■ Work instructions: The expected answer is every line from the material below that has the word "orange".

■ Data excerpts:
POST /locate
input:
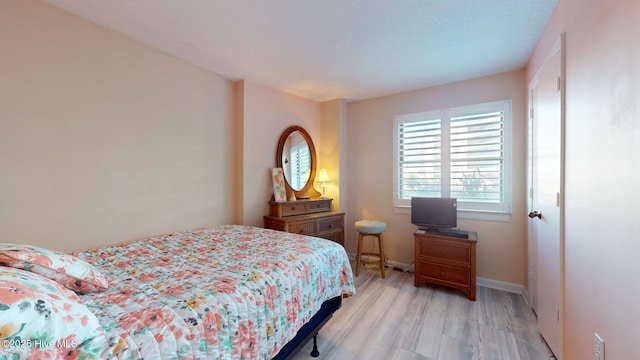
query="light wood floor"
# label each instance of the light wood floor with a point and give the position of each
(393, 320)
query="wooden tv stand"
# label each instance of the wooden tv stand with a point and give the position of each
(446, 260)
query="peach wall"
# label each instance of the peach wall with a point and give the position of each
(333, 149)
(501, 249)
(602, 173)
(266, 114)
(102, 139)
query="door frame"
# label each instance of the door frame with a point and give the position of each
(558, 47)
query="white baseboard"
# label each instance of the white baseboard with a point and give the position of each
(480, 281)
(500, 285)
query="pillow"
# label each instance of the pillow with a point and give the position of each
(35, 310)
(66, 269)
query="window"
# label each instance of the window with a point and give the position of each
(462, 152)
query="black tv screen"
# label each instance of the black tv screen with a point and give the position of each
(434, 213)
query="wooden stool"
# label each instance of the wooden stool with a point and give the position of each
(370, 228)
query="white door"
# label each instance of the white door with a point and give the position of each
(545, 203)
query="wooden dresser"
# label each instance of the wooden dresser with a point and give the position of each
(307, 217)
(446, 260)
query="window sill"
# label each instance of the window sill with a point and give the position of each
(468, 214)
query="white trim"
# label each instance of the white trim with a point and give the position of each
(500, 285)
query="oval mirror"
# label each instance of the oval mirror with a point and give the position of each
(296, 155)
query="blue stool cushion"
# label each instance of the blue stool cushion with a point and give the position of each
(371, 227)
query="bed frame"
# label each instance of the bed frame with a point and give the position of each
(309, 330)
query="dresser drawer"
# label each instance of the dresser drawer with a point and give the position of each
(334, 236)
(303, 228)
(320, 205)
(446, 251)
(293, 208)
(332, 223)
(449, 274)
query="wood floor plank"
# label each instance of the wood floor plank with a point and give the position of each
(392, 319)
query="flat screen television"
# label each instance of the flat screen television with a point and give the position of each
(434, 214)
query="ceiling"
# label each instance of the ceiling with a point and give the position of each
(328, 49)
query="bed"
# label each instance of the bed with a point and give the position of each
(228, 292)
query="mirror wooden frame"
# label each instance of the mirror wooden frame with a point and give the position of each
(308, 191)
...
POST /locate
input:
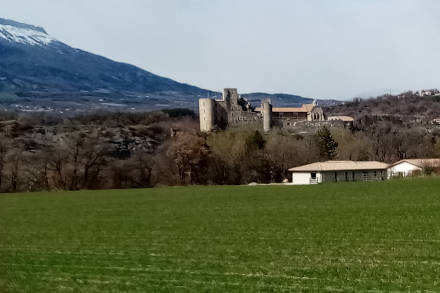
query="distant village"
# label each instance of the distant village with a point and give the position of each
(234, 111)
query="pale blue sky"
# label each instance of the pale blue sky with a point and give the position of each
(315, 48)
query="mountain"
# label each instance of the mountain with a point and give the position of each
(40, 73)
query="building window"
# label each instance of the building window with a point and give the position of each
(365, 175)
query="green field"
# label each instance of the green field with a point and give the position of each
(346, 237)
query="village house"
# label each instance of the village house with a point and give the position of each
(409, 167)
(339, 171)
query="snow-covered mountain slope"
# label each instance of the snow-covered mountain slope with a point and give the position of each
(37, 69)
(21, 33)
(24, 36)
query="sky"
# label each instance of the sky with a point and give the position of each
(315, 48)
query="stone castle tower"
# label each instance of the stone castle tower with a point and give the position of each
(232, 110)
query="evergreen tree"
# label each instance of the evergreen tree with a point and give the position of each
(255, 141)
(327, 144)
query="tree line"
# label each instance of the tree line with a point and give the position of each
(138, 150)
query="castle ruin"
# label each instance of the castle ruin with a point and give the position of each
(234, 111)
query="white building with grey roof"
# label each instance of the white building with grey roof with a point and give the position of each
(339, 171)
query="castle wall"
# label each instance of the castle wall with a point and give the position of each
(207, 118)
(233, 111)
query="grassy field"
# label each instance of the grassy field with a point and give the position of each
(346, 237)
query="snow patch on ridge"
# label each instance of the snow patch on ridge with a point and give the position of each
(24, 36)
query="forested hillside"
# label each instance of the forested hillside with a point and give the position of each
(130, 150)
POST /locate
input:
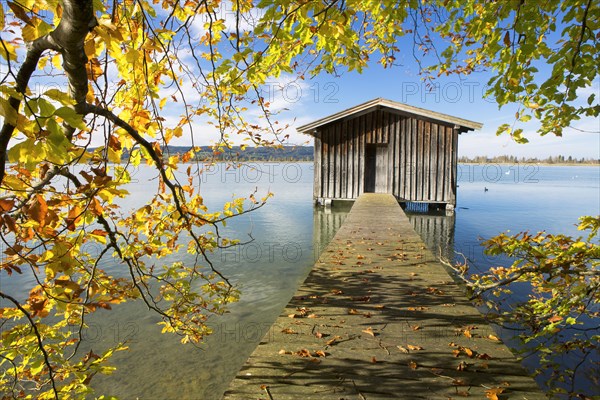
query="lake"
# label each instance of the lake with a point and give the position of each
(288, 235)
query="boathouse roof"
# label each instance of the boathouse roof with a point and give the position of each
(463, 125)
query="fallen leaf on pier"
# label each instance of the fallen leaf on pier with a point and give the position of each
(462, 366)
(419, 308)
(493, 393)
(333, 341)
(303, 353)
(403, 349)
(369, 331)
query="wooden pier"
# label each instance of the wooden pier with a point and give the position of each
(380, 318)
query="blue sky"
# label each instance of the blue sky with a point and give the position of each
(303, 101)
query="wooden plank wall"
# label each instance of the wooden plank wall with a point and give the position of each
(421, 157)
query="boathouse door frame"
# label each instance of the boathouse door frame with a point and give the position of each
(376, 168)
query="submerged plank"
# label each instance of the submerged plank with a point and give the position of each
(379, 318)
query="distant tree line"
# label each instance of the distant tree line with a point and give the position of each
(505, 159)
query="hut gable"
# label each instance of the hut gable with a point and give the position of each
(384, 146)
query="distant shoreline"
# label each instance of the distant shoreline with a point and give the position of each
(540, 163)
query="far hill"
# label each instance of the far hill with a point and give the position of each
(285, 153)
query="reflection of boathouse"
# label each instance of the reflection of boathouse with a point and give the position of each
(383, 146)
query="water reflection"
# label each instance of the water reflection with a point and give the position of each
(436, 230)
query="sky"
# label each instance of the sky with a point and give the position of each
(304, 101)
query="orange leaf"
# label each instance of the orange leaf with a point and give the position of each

■ Response below:
query="orange leaf"
# label each instance of the orange leaf with a point and give the position of each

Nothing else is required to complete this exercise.